**Esercizio scritto 1**
Rispondi alle domande seguenti basandoti sul testo sulla Callas.
(a) Con quale altro cantante accadde anni dopo qualcosa di simile a quanto avvenne con la Callas?
(b) Da che cosa è costantemente alimentato il ritratto divistico?
(c) Di quali componenti era un mix unico la Callas, secondo l'ultimo capoverso?
**Esercizio scritto 2**
Ricopia fedelmente dal testo sulla Callas il passo compreso tra "E io mi presto, eh, mica" e "qualcosa di sensato.", estremi inclusi.

**Testo da leggere**

Certo, farlo sul Barbiere...
Neophytus wroteMi interesserebbe molto un commento di Slow
Ma che, davero?
E io mi presto, eh, mica faccio lo gnorri. Anche perché -è il paradosso di certi argomenti- puoi dire tutto e il contrario di tutto, basta dare l'impressione di capirne qualcosa, buttare giù un paio di tecnicismi ad hoc, e sembra che tu abbia detto comunque qualcosa di sensato.
Scherzo, eh. Ma insomma, mica tanto. Il fatto è che con la Callas (come, per certi versi, accadde anni dopo con Pavarotti) le vicende interpretative / musicali finiscono quasi per passare in secondo piano rispetto al personaggio, al ritratto divistico costantemente alimentato da giornali, tv e pettegolezzi vari. Si va dalla mitizzazione di qualsiasi sospiro emesso nel cesso e fortunosamente registrato da un passante, fino alla critica feroce basata sulle (inevitabili) defaillances interpretative, con l'intermezzo della libellistica acida che ha l'unico scopo di dare un minimo di notorietà a chi la scrive, procurandogli magari un paio di passaggi in TV. Nel caso della Callas, poi, non si può negare che il personaggio sia stato volutamente costruito e alimentato dall'interessata, in un conflitto perenne tra pubblico e privato che ricorda quello di un'altra diva dell'epoca, fragile e sfortunata, anch'essa rimasta nell'immaginario pubblico come inarrivabile simbolo di femminilità.
Io non ho gli strumenti critici dei commentatori di YT, posseggo solo un paio di orecchie un po' meno ignoranti della media e quel po' di tecnica e gusto critico messi insieme in qualche anno di praticaccia musicale. Della Callas posso dire che si trattava di un mix unico (e forse irripetibile) di conformazione fisica, talento artistico (da intendersi a tutto tondo, non solo musicale) naturale e studio intenso e -per certi versi- fortunato.

**Estratti del materiale**
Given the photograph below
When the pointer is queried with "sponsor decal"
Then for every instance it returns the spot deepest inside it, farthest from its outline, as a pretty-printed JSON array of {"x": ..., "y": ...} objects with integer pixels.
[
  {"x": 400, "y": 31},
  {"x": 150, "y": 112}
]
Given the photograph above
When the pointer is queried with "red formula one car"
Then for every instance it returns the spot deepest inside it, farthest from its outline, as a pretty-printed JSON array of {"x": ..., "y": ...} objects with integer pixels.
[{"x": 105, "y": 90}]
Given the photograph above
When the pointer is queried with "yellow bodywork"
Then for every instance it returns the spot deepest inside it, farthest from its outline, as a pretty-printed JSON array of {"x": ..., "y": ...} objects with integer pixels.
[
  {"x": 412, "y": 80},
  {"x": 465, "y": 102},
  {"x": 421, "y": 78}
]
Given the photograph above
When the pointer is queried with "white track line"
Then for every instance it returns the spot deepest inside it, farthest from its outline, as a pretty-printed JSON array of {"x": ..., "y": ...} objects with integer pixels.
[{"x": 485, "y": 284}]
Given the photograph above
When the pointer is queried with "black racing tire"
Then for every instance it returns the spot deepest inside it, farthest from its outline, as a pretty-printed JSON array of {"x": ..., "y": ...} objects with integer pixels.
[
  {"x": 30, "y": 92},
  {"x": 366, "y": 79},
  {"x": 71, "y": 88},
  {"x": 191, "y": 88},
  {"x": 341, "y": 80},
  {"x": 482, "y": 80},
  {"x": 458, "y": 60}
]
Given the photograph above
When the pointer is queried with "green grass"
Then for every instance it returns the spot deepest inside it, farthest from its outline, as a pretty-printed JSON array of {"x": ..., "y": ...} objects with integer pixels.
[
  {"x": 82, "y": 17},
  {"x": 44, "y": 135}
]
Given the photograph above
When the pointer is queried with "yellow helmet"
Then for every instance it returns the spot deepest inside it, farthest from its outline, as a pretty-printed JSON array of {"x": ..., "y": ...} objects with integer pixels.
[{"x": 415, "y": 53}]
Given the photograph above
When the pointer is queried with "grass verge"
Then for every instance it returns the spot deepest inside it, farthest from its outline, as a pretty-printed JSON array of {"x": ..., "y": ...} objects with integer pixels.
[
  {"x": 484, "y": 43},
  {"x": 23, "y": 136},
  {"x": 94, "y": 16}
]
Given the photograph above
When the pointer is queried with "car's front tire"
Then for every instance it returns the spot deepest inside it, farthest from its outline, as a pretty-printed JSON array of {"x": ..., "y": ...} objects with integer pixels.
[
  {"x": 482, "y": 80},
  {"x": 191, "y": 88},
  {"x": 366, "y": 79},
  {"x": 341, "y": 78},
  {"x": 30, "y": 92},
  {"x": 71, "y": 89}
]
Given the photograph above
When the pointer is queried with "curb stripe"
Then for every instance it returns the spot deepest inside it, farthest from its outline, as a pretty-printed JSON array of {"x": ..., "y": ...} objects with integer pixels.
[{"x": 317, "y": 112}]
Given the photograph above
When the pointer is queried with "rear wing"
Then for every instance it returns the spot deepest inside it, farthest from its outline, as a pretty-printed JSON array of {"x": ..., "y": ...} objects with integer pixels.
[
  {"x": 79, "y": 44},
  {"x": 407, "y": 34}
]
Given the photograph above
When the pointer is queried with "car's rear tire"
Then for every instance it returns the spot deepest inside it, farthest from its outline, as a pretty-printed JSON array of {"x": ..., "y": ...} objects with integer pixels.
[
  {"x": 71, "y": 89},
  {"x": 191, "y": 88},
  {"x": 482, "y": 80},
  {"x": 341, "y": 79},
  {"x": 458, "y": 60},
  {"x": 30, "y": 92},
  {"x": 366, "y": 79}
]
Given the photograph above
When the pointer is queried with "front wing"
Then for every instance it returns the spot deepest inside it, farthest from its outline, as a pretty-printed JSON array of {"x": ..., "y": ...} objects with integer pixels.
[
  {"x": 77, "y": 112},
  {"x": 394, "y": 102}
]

**Soluzione svolta 1**
(a) Con Pavarotti.
(b) Da giornali, tv e pettegolezzi vari.
(c) Di conformazione fisica, talento artistico naturale e studio intenso e, per certi versi, fortunato.

**Soluzione svolta 2**
E io mi presto, eh, mica faccio lo gnorri. Anche perché -è il paradosso di certi argomenti- puoi dire tutto e il contrario di tutto, basta dare l'impressione di capirne qualcosa, buttare giù un paio di tecnicismi ad hoc, e sembra che tu abbia detto comunque qualcosa di sensato.